● **Instructions to follow**
In the immigration column, update everything from "And of course, no" down to "the actors changed." by changing "perennial" to "recurring".

● **Extract to read**
Editor's note: Ruben Navarrette is a CNN contributor and a nationally syndicated columnist with the Washington Post Writers Group. Follow him on Twitter: @rubennavarrette
(CNN) -- It's depressing to see what has become of the Republican Party, where immigration is concerned.
A political party that, just 30 years ago, stood tall in defense of freedom and embodied the limitless opportunity for which America is famous is now stuck playing defense.
We've gone from Ronald Reagan declaring, "Mr. Gorbachev, tear down this wall" in Berlin to Republican Sens. Bob Corker of Tennessee and John Hoeven of North Dakota demanding another 700 miles of border fencing along the U.S.-Mexico border.
Ruben Navarrette Jr.At least these two senators are proposing something. The naysayers who have pounded away daily at the Senate immigration bill in the hopes of defeating it have not, for the most part, set forth any credible or reasonable proposals of their own. The best they can do is to block what someone else has proposed. That's their definition of victory.
That's the game in the House of Representatives, where the debate is headed now that the Senate has approved the immigration reform bill by a vote of 68 to 32.
The "yes" votes included 14 from Republicans. Many of them came at a high price -- more than $30 billion in new border enforcement measures, via the Corker-Hoeven amendment. But where are the new ideas about how to provide a legal workforce of laborers who will do jobs that Americans shun? Where was the effort to streamline the legal immigration process so that those who play by the rules aren't punished for doing so?
Aside from the four Republican senators in the Gang of Eight -- Marco Rubio, John McCain, Lindsey Graham and Jeff Flake -- most of the senators who voted "yes" on the final bill had offered nothing to make it better. Leadership requires more than simply voting the right way.
Reagan, who said during the 1980 campaign that he supported giving legal status to illegal immigrants and who in 1986 signed an amnesty bill that legalized more than 3 million people -- would be ashamed of what has become of his party.
Today, when it comes to immigration, there is no imagination, boldness or grandeur. Republican leaders could choose to pitch Americans on several big themes -- optimism, hope, renewal, confidence, etc. They could try to convince us that our country's best days are ahead of it, and that immigrants will help lead the way.
McCain: Immigration bill is strongInstead, Republicans are doing what comes easy: peddling fear and scaring the wits out of everyday Americans.
This is not exactly new. In the mid-18th century, Benjamin Franklin tried to scare his fellow Americans into thinking that German immigrants would soon "be so numerous as to Germanize us instead of us Anglifying them." Later, it was feared that the Chinese were "not assimilable" into society, that the Irish were -- in the words of Sen. Henry Cabot Lodge of Massachusetts -- "diminishing the quality of our citizenship," and that the Italians were naturally predisposed to criminal behavior.
And of course, no matter who was coming ashore, there were always the perennial fears that newcomers take jobs, consume resources, spread disease, crowd schools and lower the standard of living for everyone else. Remarkably, over the last 230 years, the script has stayed pretty much the same. Only the actors changed.
This so-called nation of immigrants has always been afraid of immigrants.

● **Recorded information**
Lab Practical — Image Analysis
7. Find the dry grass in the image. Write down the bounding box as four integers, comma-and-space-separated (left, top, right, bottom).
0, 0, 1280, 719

--

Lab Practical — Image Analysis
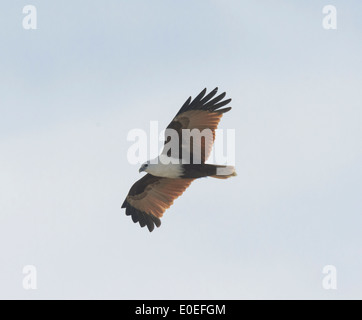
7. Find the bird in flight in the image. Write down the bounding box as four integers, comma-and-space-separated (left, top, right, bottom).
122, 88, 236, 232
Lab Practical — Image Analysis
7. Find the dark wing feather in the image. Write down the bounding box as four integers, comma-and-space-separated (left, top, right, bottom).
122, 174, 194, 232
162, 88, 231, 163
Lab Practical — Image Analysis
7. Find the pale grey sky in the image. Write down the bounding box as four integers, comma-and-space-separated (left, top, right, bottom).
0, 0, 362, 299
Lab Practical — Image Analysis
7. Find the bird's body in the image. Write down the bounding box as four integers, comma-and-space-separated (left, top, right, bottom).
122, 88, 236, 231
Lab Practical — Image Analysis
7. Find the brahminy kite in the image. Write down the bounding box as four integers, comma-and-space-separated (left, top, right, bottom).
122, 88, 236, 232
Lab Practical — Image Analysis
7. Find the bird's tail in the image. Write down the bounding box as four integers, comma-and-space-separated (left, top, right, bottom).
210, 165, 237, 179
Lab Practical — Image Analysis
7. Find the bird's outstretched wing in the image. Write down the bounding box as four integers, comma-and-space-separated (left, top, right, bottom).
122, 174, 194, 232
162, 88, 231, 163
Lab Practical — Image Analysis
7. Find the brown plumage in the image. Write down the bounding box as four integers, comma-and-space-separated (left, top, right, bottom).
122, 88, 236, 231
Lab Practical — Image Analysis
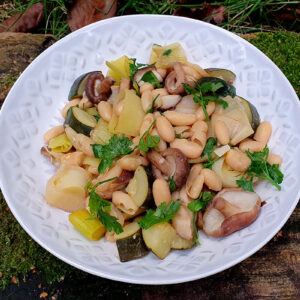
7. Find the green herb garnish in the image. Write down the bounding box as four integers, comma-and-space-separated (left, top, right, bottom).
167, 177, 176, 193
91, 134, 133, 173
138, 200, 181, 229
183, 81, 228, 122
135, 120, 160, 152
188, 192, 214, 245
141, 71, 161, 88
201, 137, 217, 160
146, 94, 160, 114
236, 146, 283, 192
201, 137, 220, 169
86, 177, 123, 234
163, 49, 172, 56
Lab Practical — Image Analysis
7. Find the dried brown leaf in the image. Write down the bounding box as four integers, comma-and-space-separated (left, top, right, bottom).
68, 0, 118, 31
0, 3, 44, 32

==

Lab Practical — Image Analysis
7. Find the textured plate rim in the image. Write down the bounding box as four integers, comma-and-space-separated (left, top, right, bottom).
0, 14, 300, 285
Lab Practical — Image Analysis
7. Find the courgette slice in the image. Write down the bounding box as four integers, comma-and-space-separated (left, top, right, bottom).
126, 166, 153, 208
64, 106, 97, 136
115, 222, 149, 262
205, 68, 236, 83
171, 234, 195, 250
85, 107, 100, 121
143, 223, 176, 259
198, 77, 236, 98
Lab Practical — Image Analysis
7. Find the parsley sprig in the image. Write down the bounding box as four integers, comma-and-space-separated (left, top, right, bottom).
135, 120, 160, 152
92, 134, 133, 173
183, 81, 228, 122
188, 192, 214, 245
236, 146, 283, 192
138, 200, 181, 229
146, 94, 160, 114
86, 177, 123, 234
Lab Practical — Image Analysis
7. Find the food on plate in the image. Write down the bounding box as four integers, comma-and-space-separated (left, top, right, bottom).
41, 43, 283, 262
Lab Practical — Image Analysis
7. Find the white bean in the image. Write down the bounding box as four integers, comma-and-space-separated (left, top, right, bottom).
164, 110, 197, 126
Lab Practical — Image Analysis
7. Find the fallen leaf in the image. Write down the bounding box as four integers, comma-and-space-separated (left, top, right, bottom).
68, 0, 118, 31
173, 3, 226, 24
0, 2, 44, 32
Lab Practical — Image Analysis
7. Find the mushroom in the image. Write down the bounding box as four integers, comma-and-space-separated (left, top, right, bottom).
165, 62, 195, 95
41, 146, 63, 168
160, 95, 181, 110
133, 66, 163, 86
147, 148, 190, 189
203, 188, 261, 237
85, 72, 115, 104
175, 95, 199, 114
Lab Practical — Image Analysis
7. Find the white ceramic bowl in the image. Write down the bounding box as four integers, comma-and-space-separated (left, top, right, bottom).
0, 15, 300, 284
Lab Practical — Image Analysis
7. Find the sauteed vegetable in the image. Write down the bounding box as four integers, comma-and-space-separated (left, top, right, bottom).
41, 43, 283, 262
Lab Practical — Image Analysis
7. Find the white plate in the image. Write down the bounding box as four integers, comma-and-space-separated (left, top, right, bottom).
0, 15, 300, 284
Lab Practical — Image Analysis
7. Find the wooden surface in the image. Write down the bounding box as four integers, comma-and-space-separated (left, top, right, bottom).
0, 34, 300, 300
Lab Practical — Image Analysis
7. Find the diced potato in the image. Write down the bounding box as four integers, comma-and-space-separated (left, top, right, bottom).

● **Response for this exercise**
And of course, no matter who was coming ashore, there were always the recurring fears that newcomers take jobs, consume resources, spread disease, crowd schools and lower the standard of living for everyone else. Remarkably, over the last 230 years, the script has stayed pretty much the same. Only the actors changed.